---------- MATERIAL SUPPLIED

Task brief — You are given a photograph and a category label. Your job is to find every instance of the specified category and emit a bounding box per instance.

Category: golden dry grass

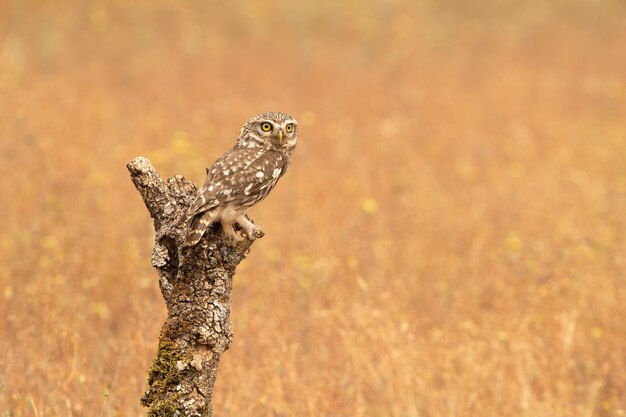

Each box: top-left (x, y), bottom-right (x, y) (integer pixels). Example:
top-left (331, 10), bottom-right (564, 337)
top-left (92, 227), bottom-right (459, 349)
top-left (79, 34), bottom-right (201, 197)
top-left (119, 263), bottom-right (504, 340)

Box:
top-left (0, 0), bottom-right (626, 417)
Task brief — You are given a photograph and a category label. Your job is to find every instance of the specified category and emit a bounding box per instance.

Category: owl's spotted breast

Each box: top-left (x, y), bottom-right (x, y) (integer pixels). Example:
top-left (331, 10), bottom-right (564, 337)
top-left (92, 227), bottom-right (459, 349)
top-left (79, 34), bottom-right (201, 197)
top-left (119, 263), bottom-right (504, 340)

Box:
top-left (185, 113), bottom-right (297, 245)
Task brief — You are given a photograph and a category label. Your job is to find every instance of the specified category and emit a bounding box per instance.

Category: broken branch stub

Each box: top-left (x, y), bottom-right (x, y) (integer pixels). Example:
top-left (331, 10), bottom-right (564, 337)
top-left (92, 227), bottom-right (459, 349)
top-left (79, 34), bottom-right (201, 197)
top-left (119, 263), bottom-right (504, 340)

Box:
top-left (127, 157), bottom-right (252, 417)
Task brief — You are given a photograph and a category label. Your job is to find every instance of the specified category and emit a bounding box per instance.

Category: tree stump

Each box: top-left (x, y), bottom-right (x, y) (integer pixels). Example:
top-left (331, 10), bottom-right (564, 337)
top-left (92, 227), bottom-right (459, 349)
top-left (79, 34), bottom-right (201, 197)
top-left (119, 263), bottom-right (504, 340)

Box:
top-left (127, 157), bottom-right (252, 417)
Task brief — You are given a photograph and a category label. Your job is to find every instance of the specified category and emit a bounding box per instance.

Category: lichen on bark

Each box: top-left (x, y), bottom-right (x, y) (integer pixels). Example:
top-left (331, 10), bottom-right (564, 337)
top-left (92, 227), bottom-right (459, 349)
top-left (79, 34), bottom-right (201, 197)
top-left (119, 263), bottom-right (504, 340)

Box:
top-left (127, 157), bottom-right (252, 417)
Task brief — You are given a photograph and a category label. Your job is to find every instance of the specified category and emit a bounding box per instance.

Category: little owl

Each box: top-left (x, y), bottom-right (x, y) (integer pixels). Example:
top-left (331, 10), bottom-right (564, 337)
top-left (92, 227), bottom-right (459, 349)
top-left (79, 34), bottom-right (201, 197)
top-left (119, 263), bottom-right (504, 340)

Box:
top-left (185, 112), bottom-right (298, 246)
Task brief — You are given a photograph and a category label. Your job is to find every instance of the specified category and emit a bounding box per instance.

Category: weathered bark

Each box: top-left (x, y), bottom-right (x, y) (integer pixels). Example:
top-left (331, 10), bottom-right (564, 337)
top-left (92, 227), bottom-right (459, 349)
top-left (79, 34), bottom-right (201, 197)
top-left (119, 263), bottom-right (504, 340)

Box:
top-left (127, 157), bottom-right (252, 417)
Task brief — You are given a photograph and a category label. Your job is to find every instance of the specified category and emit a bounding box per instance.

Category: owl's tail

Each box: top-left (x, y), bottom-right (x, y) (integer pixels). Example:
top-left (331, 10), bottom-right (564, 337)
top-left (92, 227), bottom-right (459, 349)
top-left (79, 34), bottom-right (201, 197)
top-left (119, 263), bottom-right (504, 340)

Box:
top-left (185, 210), bottom-right (217, 246)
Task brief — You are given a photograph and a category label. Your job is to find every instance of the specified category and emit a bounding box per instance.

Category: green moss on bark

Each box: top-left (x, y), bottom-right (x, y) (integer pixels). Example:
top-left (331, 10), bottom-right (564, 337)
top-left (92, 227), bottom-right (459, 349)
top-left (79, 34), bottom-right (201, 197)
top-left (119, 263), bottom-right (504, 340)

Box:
top-left (141, 339), bottom-right (191, 417)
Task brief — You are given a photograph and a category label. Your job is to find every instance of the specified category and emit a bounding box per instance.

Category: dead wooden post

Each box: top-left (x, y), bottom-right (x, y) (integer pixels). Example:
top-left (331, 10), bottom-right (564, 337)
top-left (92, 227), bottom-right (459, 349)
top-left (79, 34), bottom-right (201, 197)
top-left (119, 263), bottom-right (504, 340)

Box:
top-left (127, 157), bottom-right (251, 417)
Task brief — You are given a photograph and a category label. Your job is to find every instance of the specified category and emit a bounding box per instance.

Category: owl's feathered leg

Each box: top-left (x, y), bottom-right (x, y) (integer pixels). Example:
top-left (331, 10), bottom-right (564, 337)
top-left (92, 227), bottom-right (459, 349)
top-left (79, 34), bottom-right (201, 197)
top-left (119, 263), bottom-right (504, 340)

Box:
top-left (185, 210), bottom-right (217, 246)
top-left (235, 214), bottom-right (265, 240)
top-left (220, 219), bottom-right (243, 246)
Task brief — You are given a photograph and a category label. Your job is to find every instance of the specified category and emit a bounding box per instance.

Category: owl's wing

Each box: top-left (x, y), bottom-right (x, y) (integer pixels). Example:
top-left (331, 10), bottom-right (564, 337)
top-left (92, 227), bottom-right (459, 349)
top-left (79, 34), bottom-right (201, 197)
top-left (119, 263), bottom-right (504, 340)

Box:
top-left (187, 147), bottom-right (285, 219)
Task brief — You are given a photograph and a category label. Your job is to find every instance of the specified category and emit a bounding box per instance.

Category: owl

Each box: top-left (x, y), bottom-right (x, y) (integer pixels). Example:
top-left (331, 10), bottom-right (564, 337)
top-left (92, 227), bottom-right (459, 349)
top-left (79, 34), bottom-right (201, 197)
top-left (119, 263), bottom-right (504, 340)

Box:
top-left (185, 112), bottom-right (298, 246)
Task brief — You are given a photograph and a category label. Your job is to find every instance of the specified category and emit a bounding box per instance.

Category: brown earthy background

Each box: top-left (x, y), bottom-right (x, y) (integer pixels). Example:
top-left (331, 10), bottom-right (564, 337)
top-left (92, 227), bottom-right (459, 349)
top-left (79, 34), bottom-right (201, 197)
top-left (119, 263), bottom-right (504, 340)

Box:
top-left (0, 0), bottom-right (626, 417)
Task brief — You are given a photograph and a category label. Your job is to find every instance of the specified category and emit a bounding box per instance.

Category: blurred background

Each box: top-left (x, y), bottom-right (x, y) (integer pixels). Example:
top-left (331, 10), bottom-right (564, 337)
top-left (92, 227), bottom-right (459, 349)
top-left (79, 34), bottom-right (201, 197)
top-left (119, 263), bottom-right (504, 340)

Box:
top-left (0, 0), bottom-right (626, 417)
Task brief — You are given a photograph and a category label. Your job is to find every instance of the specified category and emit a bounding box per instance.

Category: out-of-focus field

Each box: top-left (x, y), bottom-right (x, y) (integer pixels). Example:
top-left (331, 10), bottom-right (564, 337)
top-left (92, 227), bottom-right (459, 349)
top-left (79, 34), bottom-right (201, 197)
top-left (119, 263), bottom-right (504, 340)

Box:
top-left (0, 0), bottom-right (626, 417)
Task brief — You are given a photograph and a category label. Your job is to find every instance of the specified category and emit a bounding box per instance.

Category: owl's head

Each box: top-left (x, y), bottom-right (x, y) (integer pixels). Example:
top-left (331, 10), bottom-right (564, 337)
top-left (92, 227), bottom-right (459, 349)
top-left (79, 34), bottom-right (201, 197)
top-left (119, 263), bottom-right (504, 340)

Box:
top-left (240, 112), bottom-right (298, 150)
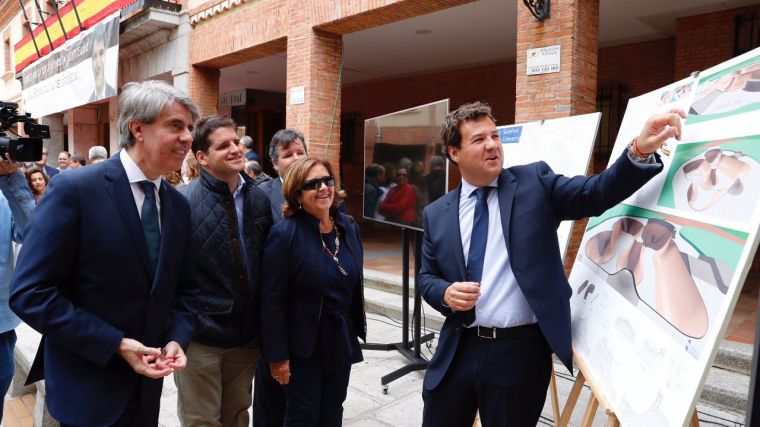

--------------------

WORK INSTRUCTIONS:
Can you change "integer pixels" to "whole pixels" in every one of the items above and give them back otherwise unchanged, leaving out the pictures?

EXERCISE SOLUTION:
Task brief — You are given a photograph and a category label. Your job is to find every instance of the specified category and emit a bounding box per instance.

Category: golden dry grass


Each box: top-left (x, y), bottom-right (x, y) (whole pixels). Example:
top-left (331, 10), bottom-right (564, 337)
top-left (92, 227), bottom-right (459, 349)
top-left (79, 34), bottom-right (201, 197)
top-left (119, 263), bottom-right (504, 340)

Box:
top-left (0, 0), bottom-right (626, 417)
Task brief — You are given a photograph and a category label. Your job is to find every instance of the specified category and emit a bounding box per instance.

Category: owl's spotted breast

Each box: top-left (x, y), bottom-right (x, y) (whole pixels). Example:
top-left (331, 10), bottom-right (564, 337)
top-left (92, 227), bottom-right (459, 349)
top-left (79, 34), bottom-right (201, 197)
top-left (119, 263), bottom-right (504, 340)

Box:
top-left (185, 113), bottom-right (297, 245)
Task brief — You are given a photograph and a category label. Your job is to find every instance of the specified category and emit a bounding box per instance.

Category: broken branch stub

Each box: top-left (x, y), bottom-right (x, y) (whole pixels). Example:
top-left (331, 10), bottom-right (564, 337)
top-left (92, 227), bottom-right (459, 349)
top-left (79, 34), bottom-right (201, 197)
top-left (119, 263), bottom-right (504, 340)

Box:
top-left (127, 157), bottom-right (252, 417)
Task brief — You are given a photograph and a category label. Your job is to find every instance of the specified category and emit a bounding box per instance.

Category: tree stump

Each box: top-left (x, y), bottom-right (x, y) (whole pixels). Example:
top-left (331, 10), bottom-right (564, 337)
top-left (92, 227), bottom-right (459, 349)
top-left (79, 34), bottom-right (201, 197)
top-left (119, 263), bottom-right (504, 340)

Box:
top-left (127, 157), bottom-right (252, 417)
Task brief — You are given a photograph and a category label. Your job is to find every instance of the specified category and emit a bounding box per instance.

Category: lichen on bark

Each box: top-left (x, y), bottom-right (x, y) (whole pixels). Example:
top-left (331, 10), bottom-right (564, 337)
top-left (92, 227), bottom-right (459, 349)
top-left (79, 34), bottom-right (201, 197)
top-left (119, 263), bottom-right (504, 340)

Box:
top-left (127, 157), bottom-right (252, 417)
Task brief — You are given a photograph and a category label. Your job is to find every instance of the specified category and emit a bounding box per instance.

Category: little owl

Each box: top-left (x, y), bottom-right (x, y) (whole pixels). Example:
top-left (331, 10), bottom-right (564, 337)
top-left (92, 227), bottom-right (459, 349)
top-left (79, 34), bottom-right (201, 197)
top-left (119, 263), bottom-right (504, 340)

Box:
top-left (185, 112), bottom-right (298, 246)
Task brief — You are given a photograph and a category label. Your job is to find every instance of the specified category and emit a bounding box per instance.

Category: weathered bark

Each box: top-left (x, y), bottom-right (x, y) (whole pixels). Example:
top-left (331, 10), bottom-right (564, 337)
top-left (92, 227), bottom-right (459, 349)
top-left (79, 34), bottom-right (201, 197)
top-left (119, 263), bottom-right (504, 340)

Box:
top-left (127, 157), bottom-right (252, 417)
Task brief — You are given a photograph and a category label. Your job is to find every instance of the specified category and emit a bounding box per instance.

Category: owl's tail

Each box: top-left (x, y), bottom-right (x, y) (whole pixels). Example:
top-left (331, 10), bottom-right (564, 337)
top-left (92, 227), bottom-right (459, 349)
top-left (79, 34), bottom-right (201, 197)
top-left (119, 263), bottom-right (504, 340)

Box:
top-left (185, 210), bottom-right (217, 246)
Task brief — You are given a photograph and a category label. Your job is to find every instance of the specified category and emit a bounding box per instance.

Category: green moss on bark

Each box: top-left (x, y), bottom-right (x, y) (whole pixels). Example:
top-left (331, 10), bottom-right (564, 337)
top-left (92, 227), bottom-right (459, 349)
top-left (79, 34), bottom-right (201, 197)
top-left (119, 263), bottom-right (504, 340)

Box:
top-left (141, 339), bottom-right (191, 417)
Task brief — You are given a photograph and a category label. Your job is to find every instance of the specified category and emit a bounding box per instance.

Category: dead wooden post

Each box: top-left (x, y), bottom-right (x, y) (whole pixels). Example:
top-left (331, 10), bottom-right (564, 337)
top-left (92, 227), bottom-right (459, 349)
top-left (79, 34), bottom-right (201, 197)
top-left (119, 263), bottom-right (504, 340)

Box:
top-left (127, 157), bottom-right (251, 417)
Task brief — You are given a photograph and a category label. Your job is to find every instance of the specified category and emit a bounding box per instance.

Category: owl's feathered leg

Each box: top-left (x, y), bottom-right (x, y) (whole pixels). Example:
top-left (331, 10), bottom-right (564, 337)
top-left (92, 227), bottom-right (459, 349)
top-left (79, 34), bottom-right (201, 197)
top-left (119, 263), bottom-right (504, 340)

Box:
top-left (185, 210), bottom-right (217, 246)
top-left (235, 214), bottom-right (265, 240)
top-left (220, 219), bottom-right (243, 246)
Task brief — You are given a photograph and a category label. Your job is to find every instance of the specified category and emit a bounding box per instance.

Category: owl's wing

Each box: top-left (x, y), bottom-right (x, y) (whole pixels). Example:
top-left (331, 10), bottom-right (564, 337)
top-left (92, 227), bottom-right (459, 349)
top-left (79, 34), bottom-right (201, 197)
top-left (119, 263), bottom-right (504, 340)

Box:
top-left (187, 147), bottom-right (285, 219)
Task brief — You are given a photograph and a category label. Your job is to find every instance of the specified category and emit a bounding box per instance.

Category: owl

Each box: top-left (x, y), bottom-right (x, y) (whole pixels). Example:
top-left (331, 10), bottom-right (564, 337)
top-left (92, 227), bottom-right (459, 349)
top-left (79, 34), bottom-right (201, 197)
top-left (119, 263), bottom-right (504, 340)

Box:
top-left (185, 112), bottom-right (298, 246)
Task brief — You are given a photograph and a category label. Your job is to find every instance of the specified category and emit a bounding box per instance.

Category: brown earthy background

Each box: top-left (x, y), bottom-right (x, y) (whole pixels). Example:
top-left (331, 10), bottom-right (564, 337)
top-left (92, 227), bottom-right (459, 349)
top-left (79, 34), bottom-right (201, 197)
top-left (119, 263), bottom-right (504, 340)

Box:
top-left (0, 0), bottom-right (626, 417)
Task brief — You are given a photograph and a category label. Your job is to find every instance of the specified category and emit a bounding box per instance.

Category: blurred background

Each box: top-left (x, y), bottom-right (x, y) (whole pixels). Example:
top-left (331, 10), bottom-right (564, 337)
top-left (92, 227), bottom-right (459, 349)
top-left (79, 34), bottom-right (201, 197)
top-left (119, 263), bottom-right (504, 340)

Box:
top-left (0, 0), bottom-right (626, 417)
Task brief — You are given a photograph and a category label. Your job is to find every instance of the specified category and emit a bounding box per instance.

Category: out-of-focus field

Each box: top-left (x, y), bottom-right (x, y) (whole pixels). Example:
top-left (331, 10), bottom-right (564, 337)
top-left (92, 227), bottom-right (459, 349)
top-left (79, 34), bottom-right (201, 197)
top-left (119, 263), bottom-right (504, 340)

Box:
top-left (0, 0), bottom-right (626, 417)
Task brief — You are given a photograph and a category label. Your job is to find every instance of the specified category and emit a bounding box per instance.

Category: owl's head

Each box: top-left (x, y), bottom-right (x, y) (whole pixels). Example:
top-left (331, 10), bottom-right (564, 337)
top-left (92, 227), bottom-right (459, 349)
top-left (79, 34), bottom-right (201, 197)
top-left (119, 263), bottom-right (504, 340)

Box:
top-left (240, 112), bottom-right (298, 150)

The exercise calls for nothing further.